ARTIKEL ->
===============

Man benötigt natürlich einen starken Magen für schräge Töne. Das hier ist ein ganz anderes Kaliber von seltsam als die heute gängige, oft eher softe Avantgarde, bei der Musiker mal ein oder zwei schräg dazwischen quakende Chords reinschmuggeln oder ansonsten normal klingenden Metal bis zur Unkenntlichkeit durch den Effekte-Reißwolf durchdrehen. Das hat alles natürlich seine Berechtigung und seine Fans, doch MAGMA haben 1973 mit dieser Platte den frühen Vogel abgeschossen und nicht nur ihre Musik, sondern gleich ihre gesamte Präsenszals Band diesem bizarren, aber irgendwie auch seltsam zeitlosen Konzept untergeordnet.

===============

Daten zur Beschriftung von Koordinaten
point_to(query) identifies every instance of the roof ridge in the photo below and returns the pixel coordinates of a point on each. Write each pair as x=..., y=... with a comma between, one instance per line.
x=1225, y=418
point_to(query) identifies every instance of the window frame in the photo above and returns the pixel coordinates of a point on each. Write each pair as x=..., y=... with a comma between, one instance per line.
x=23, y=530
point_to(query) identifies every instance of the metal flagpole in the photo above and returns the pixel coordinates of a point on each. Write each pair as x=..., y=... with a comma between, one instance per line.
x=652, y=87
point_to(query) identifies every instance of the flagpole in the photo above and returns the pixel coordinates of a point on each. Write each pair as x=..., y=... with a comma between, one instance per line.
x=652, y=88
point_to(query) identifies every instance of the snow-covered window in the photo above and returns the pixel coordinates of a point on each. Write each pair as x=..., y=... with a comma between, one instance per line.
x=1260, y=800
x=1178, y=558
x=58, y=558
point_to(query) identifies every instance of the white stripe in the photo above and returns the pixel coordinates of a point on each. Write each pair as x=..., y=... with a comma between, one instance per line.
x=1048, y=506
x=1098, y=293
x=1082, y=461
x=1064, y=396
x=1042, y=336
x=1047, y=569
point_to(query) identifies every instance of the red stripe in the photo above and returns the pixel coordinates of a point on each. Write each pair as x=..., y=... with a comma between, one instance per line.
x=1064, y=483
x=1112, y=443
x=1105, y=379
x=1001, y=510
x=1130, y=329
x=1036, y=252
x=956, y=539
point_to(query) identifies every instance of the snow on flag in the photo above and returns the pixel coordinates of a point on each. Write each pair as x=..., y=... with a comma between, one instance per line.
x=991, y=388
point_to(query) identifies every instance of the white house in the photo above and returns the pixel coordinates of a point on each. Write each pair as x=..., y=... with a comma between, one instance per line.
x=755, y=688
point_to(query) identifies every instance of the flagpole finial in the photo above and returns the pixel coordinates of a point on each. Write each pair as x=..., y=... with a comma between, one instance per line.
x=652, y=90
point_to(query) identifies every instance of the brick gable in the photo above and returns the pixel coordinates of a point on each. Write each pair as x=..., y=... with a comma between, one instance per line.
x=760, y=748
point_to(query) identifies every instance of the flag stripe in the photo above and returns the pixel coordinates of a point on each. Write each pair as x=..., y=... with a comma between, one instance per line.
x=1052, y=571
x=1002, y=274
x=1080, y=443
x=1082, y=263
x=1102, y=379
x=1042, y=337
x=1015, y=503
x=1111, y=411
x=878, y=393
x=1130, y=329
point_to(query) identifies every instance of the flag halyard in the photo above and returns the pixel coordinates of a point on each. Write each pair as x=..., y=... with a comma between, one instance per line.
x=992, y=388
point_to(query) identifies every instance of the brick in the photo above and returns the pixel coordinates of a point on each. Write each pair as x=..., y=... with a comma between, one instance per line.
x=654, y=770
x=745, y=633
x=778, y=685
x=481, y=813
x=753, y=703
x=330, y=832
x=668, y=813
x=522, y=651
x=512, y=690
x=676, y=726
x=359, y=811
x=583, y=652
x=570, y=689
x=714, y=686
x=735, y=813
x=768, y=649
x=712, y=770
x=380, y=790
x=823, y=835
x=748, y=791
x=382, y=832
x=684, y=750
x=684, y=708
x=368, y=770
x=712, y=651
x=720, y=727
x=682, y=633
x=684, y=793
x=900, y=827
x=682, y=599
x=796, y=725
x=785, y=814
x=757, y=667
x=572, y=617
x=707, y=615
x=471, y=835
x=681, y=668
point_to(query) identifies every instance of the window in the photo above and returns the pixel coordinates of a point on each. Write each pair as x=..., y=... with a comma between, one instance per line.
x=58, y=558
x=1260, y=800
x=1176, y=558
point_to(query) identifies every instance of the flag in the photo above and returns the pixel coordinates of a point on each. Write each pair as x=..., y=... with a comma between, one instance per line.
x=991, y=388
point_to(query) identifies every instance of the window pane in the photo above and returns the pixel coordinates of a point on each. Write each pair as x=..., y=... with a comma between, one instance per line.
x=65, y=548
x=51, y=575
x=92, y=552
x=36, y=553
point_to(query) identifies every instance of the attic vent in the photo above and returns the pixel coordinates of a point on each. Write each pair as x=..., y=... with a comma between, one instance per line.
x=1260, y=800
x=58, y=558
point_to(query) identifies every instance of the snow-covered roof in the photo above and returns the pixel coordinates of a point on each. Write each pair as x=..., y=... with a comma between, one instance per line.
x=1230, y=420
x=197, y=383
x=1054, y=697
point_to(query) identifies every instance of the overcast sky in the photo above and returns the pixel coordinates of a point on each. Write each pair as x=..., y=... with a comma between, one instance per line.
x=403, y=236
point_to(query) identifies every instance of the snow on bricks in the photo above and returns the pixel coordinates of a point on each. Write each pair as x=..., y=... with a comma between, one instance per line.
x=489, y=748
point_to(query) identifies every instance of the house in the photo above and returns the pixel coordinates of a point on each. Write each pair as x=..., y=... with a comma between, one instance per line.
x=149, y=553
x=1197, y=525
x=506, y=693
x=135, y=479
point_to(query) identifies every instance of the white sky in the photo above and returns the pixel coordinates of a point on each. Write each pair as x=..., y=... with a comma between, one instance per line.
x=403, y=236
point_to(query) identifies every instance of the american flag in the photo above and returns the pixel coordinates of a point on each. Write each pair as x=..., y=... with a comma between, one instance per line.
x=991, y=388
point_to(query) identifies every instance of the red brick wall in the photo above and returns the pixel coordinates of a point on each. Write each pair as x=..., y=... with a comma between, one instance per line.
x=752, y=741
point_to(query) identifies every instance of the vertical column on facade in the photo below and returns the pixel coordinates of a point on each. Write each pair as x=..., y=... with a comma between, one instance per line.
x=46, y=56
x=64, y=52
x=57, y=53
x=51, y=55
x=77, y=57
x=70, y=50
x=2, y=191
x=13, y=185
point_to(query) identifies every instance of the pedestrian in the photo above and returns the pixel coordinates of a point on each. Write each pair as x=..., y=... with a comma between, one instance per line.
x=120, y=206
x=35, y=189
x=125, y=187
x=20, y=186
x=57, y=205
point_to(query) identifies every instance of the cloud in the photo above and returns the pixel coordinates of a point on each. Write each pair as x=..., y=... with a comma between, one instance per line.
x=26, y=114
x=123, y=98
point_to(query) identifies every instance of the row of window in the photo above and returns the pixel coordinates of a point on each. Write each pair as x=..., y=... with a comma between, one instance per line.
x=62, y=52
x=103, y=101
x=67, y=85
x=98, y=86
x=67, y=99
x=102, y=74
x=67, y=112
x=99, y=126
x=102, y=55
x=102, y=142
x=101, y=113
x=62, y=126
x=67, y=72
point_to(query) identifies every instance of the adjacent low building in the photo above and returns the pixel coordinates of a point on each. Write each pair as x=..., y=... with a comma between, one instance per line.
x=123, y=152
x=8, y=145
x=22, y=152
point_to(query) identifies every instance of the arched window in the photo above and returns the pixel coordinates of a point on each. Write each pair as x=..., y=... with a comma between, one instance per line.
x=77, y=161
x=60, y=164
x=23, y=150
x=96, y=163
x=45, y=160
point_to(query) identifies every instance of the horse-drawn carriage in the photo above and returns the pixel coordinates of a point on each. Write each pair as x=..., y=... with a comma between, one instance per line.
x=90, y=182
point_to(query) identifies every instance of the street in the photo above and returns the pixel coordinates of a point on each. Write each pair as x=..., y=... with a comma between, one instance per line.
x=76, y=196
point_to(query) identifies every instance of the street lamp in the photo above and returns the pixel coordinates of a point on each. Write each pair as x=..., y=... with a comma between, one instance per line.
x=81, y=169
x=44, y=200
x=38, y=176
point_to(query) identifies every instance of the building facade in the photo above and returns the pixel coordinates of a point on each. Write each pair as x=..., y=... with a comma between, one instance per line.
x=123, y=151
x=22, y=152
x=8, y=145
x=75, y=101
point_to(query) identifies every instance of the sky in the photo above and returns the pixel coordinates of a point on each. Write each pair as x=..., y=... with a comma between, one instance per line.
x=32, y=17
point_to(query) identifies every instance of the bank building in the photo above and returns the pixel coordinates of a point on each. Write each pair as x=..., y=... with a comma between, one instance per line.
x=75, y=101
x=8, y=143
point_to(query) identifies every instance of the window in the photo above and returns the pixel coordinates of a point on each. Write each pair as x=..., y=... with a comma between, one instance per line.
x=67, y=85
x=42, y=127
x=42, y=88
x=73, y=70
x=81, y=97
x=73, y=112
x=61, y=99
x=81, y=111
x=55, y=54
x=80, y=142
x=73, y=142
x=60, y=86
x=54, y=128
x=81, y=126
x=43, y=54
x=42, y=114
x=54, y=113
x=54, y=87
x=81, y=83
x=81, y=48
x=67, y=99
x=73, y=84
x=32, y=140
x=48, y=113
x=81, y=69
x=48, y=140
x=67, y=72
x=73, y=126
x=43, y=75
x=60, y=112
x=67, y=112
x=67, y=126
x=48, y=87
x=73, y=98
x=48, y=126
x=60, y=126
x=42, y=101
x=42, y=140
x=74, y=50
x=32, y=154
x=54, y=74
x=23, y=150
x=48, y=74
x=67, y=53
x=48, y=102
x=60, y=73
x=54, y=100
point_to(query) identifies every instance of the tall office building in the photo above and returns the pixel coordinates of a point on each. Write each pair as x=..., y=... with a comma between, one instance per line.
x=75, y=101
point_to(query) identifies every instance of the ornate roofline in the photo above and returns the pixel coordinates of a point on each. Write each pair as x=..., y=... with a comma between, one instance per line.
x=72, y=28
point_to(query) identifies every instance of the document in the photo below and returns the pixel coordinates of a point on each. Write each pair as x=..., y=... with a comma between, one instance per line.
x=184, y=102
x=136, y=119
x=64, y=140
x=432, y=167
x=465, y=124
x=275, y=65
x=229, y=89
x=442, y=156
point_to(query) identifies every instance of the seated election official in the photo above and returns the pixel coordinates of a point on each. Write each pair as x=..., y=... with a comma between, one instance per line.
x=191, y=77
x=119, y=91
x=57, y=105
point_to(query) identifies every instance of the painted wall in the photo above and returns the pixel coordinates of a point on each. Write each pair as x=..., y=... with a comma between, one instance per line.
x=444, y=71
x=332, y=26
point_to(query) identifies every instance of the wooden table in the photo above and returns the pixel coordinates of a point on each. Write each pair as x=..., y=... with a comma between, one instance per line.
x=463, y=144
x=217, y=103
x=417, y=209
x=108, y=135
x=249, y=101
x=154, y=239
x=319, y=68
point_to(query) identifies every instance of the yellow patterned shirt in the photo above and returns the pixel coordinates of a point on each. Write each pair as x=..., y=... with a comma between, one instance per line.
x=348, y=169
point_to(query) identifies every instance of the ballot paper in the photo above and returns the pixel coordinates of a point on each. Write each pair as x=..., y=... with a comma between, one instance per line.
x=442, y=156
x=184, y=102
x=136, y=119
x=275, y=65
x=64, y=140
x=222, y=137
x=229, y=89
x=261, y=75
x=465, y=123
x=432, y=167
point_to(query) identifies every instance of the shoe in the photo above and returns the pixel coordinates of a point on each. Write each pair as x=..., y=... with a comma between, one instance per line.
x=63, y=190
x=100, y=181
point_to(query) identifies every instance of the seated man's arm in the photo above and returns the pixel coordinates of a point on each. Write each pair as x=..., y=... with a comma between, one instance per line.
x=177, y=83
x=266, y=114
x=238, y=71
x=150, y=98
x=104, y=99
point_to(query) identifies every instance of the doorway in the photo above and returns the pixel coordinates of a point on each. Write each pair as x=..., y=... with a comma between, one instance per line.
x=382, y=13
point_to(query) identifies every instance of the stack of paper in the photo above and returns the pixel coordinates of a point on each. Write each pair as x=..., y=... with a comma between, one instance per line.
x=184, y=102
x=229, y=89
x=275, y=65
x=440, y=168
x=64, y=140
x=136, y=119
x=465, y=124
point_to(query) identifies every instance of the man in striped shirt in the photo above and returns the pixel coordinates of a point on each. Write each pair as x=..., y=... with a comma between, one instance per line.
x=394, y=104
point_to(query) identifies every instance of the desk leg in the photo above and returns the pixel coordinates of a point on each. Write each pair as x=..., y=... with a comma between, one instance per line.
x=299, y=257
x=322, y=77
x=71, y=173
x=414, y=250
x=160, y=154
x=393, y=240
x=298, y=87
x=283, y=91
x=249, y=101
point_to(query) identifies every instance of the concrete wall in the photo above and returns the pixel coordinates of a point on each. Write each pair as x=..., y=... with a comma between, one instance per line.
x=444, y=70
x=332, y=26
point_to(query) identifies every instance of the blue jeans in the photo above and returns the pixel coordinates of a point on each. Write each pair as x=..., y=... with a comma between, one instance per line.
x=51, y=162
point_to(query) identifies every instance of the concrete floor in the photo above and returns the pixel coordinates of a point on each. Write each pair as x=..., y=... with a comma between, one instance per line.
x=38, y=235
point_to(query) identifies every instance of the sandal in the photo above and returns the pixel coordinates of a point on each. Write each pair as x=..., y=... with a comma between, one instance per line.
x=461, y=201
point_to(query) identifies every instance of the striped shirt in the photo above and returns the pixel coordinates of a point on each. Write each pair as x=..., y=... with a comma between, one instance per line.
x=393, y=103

===============

AUFGABENSTELLUNG -> Bearbeite den Artikel, indem du den Abschnitt beginnend bei „Man benötigt natürlich“ und endend bei „zeitlosen Konzept untergeordnet.“ wiedergibst und darin „Magen“ durch „Bauch“ ersetzt. Verwende ausschließlich den Artikel.

ERGEBNIS ->
Man benötigt natürlich einen starken Bauch für schräge Töne. Das hier ist ein ganz anderes Kaliber von seltsam als die heute gängige, oft eher softe Avantgarde, bei der Musiker mal ein oder zwei schräg dazwischen quakende Chords reinschmuggeln oder ansonsten normal klingenden Metal bis zur Unkenntlichkeit durch den Effekte-Reißwolf durchdrehen. Das hat alles natürlich seine Berechtigung und seine Fans, doch MAGMA haben 1973 mit dieser Platte den frühen Vogel abgeschossen und nicht nur ihre Musik, sondern gleich ihre gesamte Präsenszals Band diesem bizarren, aber irgendwie auch seltsam zeitlosen Konzept untergeordnet.